§ **Record set**:
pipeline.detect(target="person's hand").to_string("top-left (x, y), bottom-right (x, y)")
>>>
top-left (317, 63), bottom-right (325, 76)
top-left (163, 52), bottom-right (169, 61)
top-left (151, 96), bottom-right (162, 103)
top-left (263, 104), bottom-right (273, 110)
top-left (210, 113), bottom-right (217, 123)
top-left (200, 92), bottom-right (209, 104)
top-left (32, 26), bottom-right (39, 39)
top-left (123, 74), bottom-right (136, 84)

§ **Set problem**: Could you rewrite every line of the entries above as a numbered list, leaving out any blank lines?

§ **Answer to this task**:
1. pipeline.detect(target="person's hand").to_string("top-left (x, y), bottom-right (x, y)")
2. >>>
3. top-left (317, 63), bottom-right (325, 76)
4. top-left (163, 52), bottom-right (169, 61)
5. top-left (151, 96), bottom-right (162, 103)
6. top-left (263, 104), bottom-right (273, 110)
7. top-left (210, 113), bottom-right (217, 123)
8. top-left (200, 92), bottom-right (209, 104)
9. top-left (32, 26), bottom-right (39, 39)
10. top-left (123, 74), bottom-right (136, 84)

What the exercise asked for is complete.